─── Information given ───
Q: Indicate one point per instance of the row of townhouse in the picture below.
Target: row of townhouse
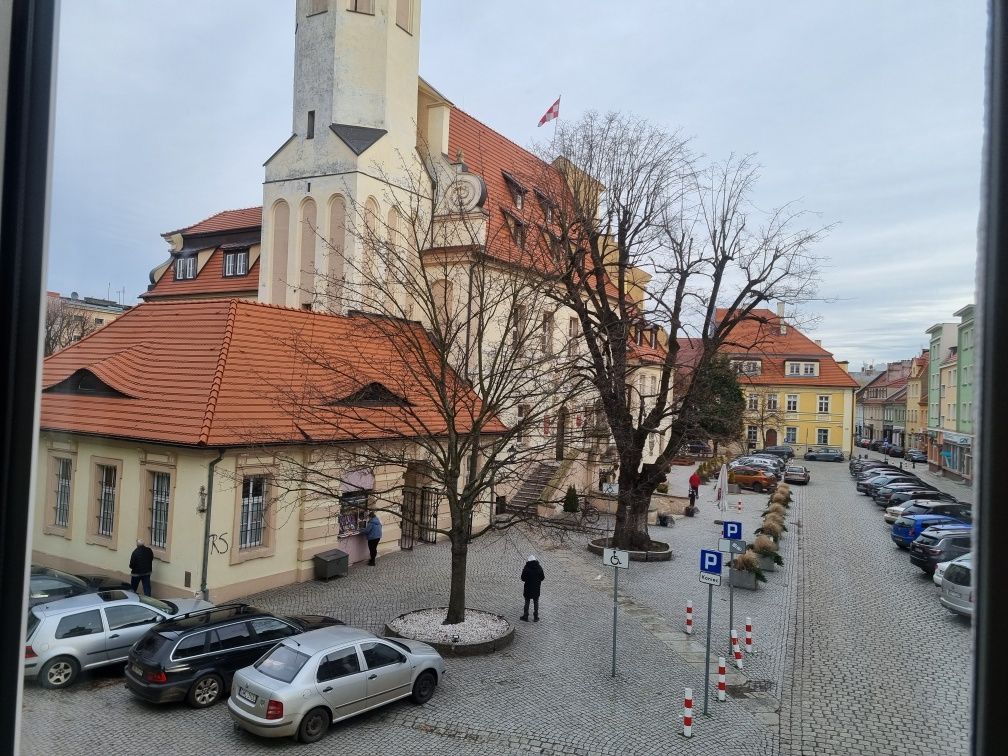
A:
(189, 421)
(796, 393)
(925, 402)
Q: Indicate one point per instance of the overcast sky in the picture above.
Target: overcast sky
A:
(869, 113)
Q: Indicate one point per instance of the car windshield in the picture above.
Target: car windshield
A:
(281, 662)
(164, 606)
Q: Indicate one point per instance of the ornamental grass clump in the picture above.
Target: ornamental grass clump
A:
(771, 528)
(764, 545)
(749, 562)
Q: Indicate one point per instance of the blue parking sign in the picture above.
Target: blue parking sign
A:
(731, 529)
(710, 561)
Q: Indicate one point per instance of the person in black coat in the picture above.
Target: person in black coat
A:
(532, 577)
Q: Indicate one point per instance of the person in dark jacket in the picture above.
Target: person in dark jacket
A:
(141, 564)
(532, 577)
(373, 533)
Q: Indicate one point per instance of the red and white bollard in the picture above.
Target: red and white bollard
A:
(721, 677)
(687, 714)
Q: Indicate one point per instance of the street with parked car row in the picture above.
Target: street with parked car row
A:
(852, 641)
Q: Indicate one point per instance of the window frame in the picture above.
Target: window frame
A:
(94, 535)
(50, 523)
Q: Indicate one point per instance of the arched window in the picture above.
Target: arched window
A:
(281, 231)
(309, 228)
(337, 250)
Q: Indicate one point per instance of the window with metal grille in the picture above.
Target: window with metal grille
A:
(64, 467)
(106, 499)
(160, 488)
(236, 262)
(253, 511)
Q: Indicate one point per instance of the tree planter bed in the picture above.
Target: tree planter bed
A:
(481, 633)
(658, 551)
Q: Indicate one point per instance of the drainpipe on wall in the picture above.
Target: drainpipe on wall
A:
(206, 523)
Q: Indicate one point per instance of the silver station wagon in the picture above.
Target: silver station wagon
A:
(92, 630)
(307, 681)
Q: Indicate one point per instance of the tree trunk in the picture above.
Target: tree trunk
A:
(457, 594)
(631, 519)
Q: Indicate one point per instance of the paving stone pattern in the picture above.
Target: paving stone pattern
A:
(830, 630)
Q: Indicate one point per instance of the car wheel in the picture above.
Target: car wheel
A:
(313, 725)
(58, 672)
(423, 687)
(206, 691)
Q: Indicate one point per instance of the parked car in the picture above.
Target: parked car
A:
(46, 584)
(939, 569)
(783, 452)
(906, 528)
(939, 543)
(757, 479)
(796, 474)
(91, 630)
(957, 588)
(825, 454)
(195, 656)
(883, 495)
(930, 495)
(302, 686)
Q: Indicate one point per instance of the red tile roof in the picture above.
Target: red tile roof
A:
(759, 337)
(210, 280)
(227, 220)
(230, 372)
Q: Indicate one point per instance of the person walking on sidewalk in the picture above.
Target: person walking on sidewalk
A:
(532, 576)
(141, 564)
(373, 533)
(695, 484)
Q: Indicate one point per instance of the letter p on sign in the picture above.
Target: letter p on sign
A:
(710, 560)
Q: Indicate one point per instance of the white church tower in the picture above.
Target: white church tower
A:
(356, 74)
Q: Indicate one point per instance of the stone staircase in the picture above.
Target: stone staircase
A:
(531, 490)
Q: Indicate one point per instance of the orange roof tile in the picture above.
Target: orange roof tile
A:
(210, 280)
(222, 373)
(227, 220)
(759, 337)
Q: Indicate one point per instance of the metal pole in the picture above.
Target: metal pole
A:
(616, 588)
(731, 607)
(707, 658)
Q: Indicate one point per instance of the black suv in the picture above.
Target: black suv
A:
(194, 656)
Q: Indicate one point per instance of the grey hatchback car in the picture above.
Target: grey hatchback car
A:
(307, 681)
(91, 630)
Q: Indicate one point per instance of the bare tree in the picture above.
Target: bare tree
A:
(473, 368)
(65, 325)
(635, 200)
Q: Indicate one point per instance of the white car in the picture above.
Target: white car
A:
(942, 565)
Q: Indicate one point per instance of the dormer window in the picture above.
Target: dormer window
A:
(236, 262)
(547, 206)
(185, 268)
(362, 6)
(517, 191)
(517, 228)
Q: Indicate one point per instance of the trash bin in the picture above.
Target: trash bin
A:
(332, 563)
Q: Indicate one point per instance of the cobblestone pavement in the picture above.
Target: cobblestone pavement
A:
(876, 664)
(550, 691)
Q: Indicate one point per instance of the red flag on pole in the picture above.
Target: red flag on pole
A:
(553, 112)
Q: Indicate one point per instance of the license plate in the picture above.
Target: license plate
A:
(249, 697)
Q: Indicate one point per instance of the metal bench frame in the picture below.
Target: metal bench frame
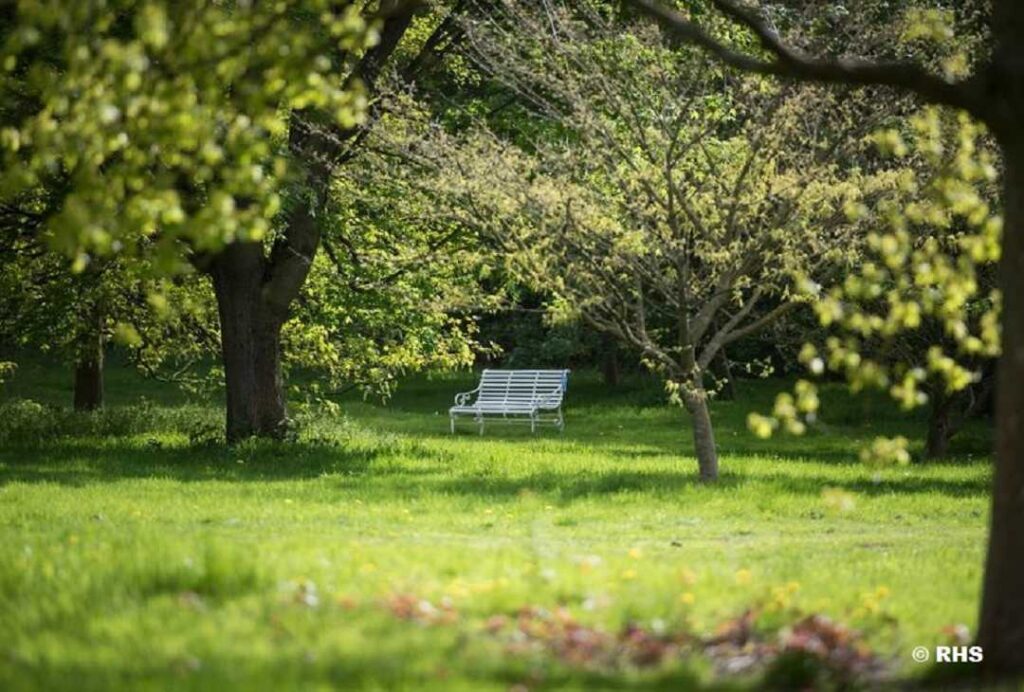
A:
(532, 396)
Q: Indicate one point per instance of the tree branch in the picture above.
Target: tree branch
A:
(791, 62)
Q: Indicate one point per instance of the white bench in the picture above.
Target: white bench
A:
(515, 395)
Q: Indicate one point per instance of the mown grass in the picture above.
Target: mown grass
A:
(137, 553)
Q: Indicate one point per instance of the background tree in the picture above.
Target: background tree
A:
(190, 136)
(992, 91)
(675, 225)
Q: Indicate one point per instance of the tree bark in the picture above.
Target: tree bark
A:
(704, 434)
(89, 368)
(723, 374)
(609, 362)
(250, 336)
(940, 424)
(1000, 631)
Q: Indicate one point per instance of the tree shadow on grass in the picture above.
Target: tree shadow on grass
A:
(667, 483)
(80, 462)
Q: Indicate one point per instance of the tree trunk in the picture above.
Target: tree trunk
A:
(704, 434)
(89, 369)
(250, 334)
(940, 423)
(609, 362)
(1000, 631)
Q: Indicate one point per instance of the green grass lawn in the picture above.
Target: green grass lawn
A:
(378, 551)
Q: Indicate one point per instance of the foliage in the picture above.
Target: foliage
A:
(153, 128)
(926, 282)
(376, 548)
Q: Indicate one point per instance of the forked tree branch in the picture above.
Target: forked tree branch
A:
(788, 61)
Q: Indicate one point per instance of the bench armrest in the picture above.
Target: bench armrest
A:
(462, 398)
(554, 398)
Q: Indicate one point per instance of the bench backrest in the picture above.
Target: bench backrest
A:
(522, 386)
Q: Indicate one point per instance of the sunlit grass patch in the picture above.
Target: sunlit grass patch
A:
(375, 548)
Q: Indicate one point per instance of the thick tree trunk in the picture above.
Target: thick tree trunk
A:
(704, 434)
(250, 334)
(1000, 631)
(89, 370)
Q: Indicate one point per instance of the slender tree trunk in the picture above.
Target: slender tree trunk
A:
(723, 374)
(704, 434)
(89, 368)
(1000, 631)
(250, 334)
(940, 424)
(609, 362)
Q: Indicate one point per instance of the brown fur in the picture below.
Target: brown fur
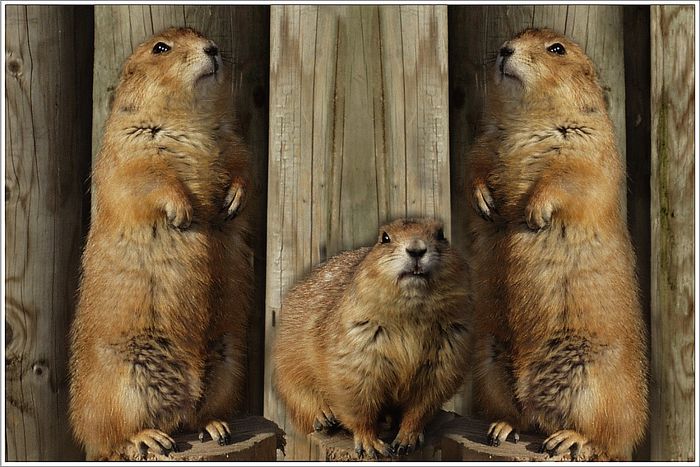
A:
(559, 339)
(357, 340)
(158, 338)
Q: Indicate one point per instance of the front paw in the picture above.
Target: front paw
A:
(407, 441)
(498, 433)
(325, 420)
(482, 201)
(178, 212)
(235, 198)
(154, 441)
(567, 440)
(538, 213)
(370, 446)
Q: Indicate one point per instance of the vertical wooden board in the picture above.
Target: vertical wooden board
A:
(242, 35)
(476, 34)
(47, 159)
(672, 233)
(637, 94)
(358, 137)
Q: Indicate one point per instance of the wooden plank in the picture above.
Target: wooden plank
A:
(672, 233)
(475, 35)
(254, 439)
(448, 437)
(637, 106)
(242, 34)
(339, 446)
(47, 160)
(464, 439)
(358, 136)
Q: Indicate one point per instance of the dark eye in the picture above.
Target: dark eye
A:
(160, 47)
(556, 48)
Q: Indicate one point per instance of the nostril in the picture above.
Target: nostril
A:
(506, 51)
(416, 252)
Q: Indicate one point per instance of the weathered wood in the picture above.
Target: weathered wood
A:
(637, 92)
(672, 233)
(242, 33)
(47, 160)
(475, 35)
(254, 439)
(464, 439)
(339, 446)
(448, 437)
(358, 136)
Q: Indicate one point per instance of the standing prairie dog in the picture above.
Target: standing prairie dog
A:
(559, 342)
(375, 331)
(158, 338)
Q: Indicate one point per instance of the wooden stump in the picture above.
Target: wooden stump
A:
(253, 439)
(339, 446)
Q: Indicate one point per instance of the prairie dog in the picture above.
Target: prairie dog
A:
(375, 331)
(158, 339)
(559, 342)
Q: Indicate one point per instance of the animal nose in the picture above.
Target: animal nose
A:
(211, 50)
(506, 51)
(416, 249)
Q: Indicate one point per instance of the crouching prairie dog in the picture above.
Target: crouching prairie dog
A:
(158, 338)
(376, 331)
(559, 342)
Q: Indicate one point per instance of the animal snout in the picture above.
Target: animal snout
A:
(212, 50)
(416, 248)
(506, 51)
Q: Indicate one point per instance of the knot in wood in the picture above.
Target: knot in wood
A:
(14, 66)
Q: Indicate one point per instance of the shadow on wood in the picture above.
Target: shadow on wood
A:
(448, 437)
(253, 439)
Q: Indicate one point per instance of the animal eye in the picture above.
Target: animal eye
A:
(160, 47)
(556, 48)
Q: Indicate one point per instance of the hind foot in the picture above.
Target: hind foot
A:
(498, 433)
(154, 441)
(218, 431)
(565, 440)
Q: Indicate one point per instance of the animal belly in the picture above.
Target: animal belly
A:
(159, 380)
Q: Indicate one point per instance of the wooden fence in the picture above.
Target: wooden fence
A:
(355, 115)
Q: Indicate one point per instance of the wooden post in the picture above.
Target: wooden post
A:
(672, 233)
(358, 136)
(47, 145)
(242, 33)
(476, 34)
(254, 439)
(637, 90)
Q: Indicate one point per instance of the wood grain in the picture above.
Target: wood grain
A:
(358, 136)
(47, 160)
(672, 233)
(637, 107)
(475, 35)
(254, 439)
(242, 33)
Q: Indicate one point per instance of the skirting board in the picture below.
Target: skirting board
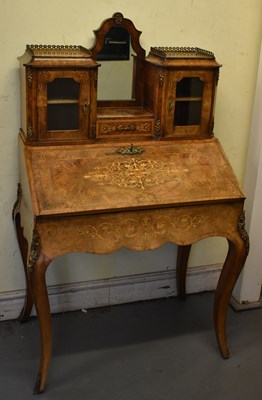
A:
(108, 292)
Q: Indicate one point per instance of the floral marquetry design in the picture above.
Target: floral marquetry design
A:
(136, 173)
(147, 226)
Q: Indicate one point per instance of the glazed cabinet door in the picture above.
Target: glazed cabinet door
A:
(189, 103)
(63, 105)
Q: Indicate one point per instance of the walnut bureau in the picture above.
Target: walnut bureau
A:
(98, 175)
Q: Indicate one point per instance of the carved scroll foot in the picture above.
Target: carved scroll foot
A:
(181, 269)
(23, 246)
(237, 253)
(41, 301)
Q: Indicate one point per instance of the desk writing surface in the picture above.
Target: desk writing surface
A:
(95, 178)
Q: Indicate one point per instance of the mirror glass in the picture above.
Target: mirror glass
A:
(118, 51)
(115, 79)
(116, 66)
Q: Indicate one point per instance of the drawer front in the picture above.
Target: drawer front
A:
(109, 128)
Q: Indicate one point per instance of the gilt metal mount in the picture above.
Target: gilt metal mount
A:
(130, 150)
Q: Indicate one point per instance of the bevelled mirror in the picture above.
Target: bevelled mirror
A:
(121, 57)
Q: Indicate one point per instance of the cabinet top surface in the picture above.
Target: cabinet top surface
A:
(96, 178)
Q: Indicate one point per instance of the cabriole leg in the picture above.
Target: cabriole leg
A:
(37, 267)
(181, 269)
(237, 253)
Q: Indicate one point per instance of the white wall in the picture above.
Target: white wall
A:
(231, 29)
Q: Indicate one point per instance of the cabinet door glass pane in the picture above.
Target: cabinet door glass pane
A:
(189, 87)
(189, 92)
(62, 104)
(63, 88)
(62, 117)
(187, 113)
───
#### Description of the task:
Return every line of the listing above that contains "person".

#### Exercise answer:
Q: Indicate one point per instance of the person in black coat in the picture above.
Target: person in black coat
Q: Indicate one point per instance of the person in dark jacket in the picture above.
Target: person in dark jacket
Q: Indicate one point per instance of the person walking on sidewalk in the picture above.
Target: person walking on sidewalk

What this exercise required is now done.